- Work required
Each record below must be returned exactly as shown.
------------------------------------
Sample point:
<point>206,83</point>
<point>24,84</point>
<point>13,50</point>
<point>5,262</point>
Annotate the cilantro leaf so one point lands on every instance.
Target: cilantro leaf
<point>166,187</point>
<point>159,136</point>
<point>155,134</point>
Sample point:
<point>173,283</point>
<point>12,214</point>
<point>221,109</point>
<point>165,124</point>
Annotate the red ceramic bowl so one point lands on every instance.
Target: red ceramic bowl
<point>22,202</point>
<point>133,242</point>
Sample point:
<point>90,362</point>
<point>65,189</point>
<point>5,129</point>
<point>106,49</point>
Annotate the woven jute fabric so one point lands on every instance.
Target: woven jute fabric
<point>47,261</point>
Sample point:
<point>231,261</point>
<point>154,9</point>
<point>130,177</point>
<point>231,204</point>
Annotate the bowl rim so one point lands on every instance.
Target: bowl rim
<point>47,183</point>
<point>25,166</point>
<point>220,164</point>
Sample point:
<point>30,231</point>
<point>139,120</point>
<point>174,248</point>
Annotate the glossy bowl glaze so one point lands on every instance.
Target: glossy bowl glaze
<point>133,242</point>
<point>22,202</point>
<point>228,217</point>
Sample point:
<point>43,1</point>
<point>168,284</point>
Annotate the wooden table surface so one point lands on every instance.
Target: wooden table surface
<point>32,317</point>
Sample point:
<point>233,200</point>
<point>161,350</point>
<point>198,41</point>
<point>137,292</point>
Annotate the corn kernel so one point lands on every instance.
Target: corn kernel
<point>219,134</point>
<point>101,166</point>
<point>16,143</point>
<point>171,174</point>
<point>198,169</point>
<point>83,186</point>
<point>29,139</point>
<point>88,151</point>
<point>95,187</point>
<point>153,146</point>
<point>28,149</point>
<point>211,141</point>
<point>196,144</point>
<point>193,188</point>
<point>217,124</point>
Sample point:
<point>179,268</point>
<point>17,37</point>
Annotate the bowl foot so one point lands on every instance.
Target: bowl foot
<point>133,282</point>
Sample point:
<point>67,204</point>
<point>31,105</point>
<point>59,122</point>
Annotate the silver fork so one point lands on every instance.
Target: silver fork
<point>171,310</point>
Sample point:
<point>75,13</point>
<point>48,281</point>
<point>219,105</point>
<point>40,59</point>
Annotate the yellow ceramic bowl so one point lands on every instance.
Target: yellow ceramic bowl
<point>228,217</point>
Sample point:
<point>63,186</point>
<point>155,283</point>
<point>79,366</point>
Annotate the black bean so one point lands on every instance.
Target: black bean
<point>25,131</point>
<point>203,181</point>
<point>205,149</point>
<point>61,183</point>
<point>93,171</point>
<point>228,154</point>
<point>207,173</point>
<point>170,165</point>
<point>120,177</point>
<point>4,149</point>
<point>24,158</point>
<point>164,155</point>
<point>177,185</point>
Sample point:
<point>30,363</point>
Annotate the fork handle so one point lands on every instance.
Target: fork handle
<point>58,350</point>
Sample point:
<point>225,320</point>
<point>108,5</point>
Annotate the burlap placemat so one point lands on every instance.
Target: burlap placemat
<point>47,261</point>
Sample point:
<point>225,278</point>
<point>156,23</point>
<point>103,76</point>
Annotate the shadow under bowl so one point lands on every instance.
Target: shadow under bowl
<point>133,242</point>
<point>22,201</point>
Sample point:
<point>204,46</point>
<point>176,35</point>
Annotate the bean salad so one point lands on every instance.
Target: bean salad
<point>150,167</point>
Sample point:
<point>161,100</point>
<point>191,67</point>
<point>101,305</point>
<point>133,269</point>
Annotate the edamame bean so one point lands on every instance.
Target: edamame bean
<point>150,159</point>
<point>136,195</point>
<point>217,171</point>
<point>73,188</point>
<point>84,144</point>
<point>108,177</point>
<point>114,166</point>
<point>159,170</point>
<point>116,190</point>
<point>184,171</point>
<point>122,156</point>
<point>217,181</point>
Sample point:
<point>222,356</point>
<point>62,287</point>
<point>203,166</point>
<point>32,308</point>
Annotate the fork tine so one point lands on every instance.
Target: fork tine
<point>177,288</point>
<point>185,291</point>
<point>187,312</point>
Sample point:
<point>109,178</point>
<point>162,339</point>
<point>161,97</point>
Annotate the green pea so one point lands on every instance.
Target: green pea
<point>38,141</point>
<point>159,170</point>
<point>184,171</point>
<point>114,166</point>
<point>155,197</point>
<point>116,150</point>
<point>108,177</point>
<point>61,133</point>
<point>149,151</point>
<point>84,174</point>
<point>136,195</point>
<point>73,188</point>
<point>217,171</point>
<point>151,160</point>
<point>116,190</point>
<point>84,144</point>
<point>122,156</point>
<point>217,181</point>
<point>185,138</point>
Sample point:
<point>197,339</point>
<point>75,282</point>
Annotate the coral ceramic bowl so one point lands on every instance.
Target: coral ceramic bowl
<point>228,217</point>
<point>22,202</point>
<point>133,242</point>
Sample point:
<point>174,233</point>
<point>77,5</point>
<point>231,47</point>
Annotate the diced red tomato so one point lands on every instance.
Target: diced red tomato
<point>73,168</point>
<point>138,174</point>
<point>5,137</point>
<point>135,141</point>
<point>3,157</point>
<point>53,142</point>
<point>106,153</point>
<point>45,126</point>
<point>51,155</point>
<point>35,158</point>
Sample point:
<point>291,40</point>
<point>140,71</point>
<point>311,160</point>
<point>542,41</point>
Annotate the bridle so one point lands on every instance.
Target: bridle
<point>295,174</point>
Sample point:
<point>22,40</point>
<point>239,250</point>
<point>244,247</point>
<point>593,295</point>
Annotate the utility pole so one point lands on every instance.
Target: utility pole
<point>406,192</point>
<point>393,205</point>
------------------------------------
- Final result
Sample point:
<point>206,83</point>
<point>24,84</point>
<point>13,50</point>
<point>5,262</point>
Annotate the cilantro leaf so one point lands on every instance.
Target: cilantro leaf
<point>166,187</point>
<point>159,136</point>
<point>155,134</point>
Sample point:
<point>173,283</point>
<point>12,214</point>
<point>221,109</point>
<point>165,124</point>
Annotate the red ceramic bowl so one point lands on every instance.
Target: red ceramic bowl
<point>22,202</point>
<point>133,242</point>
Sample point:
<point>90,362</point>
<point>65,189</point>
<point>5,129</point>
<point>106,49</point>
Annotate the woven jute fabric so one point lands on every instance.
Target: woven jute fabric
<point>47,261</point>
Sample point:
<point>231,261</point>
<point>154,9</point>
<point>130,177</point>
<point>231,204</point>
Annotate the bowl rim so one point lands on every instance.
Target: bowl rim
<point>47,183</point>
<point>25,166</point>
<point>220,164</point>
Sample point:
<point>30,231</point>
<point>139,120</point>
<point>174,248</point>
Annotate the glossy bowl glaze so one point lands on every instance.
Target: glossy bowl glaze
<point>133,242</point>
<point>22,202</point>
<point>228,217</point>
Sample point:
<point>43,1</point>
<point>168,284</point>
Annotate the wooden table surface so one point lands on every instance.
Target: wooden table surface
<point>32,317</point>
Sample point:
<point>233,200</point>
<point>161,350</point>
<point>198,41</point>
<point>137,292</point>
Annotate the corn kernel so one point lands on every instance.
Target: corn kernel
<point>219,134</point>
<point>101,166</point>
<point>16,143</point>
<point>171,174</point>
<point>198,169</point>
<point>83,186</point>
<point>29,139</point>
<point>88,151</point>
<point>95,187</point>
<point>153,146</point>
<point>28,149</point>
<point>211,141</point>
<point>196,144</point>
<point>193,188</point>
<point>217,124</point>
Sample point:
<point>179,268</point>
<point>17,37</point>
Annotate the bowl foot so one point lands on every instance.
Target: bowl foot
<point>133,282</point>
Sample point:
<point>67,204</point>
<point>31,105</point>
<point>59,122</point>
Annotate the silver fork so one point lands on every instance.
Target: silver fork
<point>171,310</point>
Sample point:
<point>75,13</point>
<point>48,281</point>
<point>219,105</point>
<point>40,59</point>
Annotate the yellow ceramic bowl so one point lands on every instance.
Target: yellow ceramic bowl
<point>228,217</point>
Sample point:
<point>63,186</point>
<point>155,283</point>
<point>79,366</point>
Annotate the black bean so one point lands on every instance.
Target: black bean
<point>25,131</point>
<point>203,181</point>
<point>205,149</point>
<point>61,183</point>
<point>93,171</point>
<point>228,154</point>
<point>207,173</point>
<point>170,165</point>
<point>120,177</point>
<point>4,149</point>
<point>24,158</point>
<point>164,155</point>
<point>177,185</point>
Sample point:
<point>30,363</point>
Annotate the fork handle so one point lands on every instance.
Target: fork handle
<point>58,350</point>
Sample point:
<point>225,320</point>
<point>108,5</point>
Annotate the burlap placemat so one point lands on every instance.
Target: burlap placemat
<point>47,261</point>
Sample point:
<point>225,278</point>
<point>156,23</point>
<point>103,76</point>
Annotate the shadow under bowl so one point lands on every instance.
Target: shadow under bowl
<point>133,242</point>
<point>22,201</point>
Sample point:
<point>204,46</point>
<point>176,35</point>
Annotate the bean salad so one point lands on every instance.
Target: bean salad
<point>150,167</point>
Sample point:
<point>161,100</point>
<point>191,67</point>
<point>101,305</point>
<point>133,269</point>
Annotate the edamame bean so one point lands on every instance.
Target: edamame bean
<point>150,159</point>
<point>136,195</point>
<point>217,171</point>
<point>73,188</point>
<point>84,144</point>
<point>108,177</point>
<point>114,166</point>
<point>159,170</point>
<point>116,190</point>
<point>184,171</point>
<point>122,156</point>
<point>217,181</point>
Sample point:
<point>222,356</point>
<point>62,287</point>
<point>203,166</point>
<point>32,308</point>
Annotate the fork tine so one point lands on every instance.
Target: fork tine
<point>177,288</point>
<point>185,291</point>
<point>187,312</point>
Sample point:
<point>109,178</point>
<point>162,339</point>
<point>161,97</point>
Annotate the green pea so one point lands on every instance.
Target: green pea
<point>38,141</point>
<point>159,170</point>
<point>184,171</point>
<point>114,166</point>
<point>155,197</point>
<point>116,150</point>
<point>108,177</point>
<point>61,133</point>
<point>149,151</point>
<point>84,174</point>
<point>136,195</point>
<point>73,188</point>
<point>217,171</point>
<point>151,160</point>
<point>116,190</point>
<point>84,144</point>
<point>122,156</point>
<point>217,181</point>
<point>185,138</point>
Sample point:
<point>197,339</point>
<point>75,282</point>
Annotate the coral ceramic bowl so one point lands on every instance.
Target: coral ceramic bowl
<point>228,217</point>
<point>22,202</point>
<point>133,242</point>
Sample point:
<point>174,233</point>
<point>77,5</point>
<point>231,47</point>
Annotate the diced red tomato so one point lands on every instance.
Target: diced red tomato
<point>73,168</point>
<point>138,174</point>
<point>5,137</point>
<point>135,141</point>
<point>3,157</point>
<point>53,142</point>
<point>106,153</point>
<point>45,126</point>
<point>51,155</point>
<point>35,158</point>
Sample point:
<point>291,40</point>
<point>140,71</point>
<point>311,160</point>
<point>542,41</point>
Annotate the bridle so one point lands on every instance.
Target: bridle
<point>295,174</point>
Sample point:
<point>22,40</point>
<point>239,250</point>
<point>244,247</point>
<point>593,295</point>
Annotate the utility pole so one point lands on every instance.
Target: utility pole
<point>406,192</point>
<point>393,205</point>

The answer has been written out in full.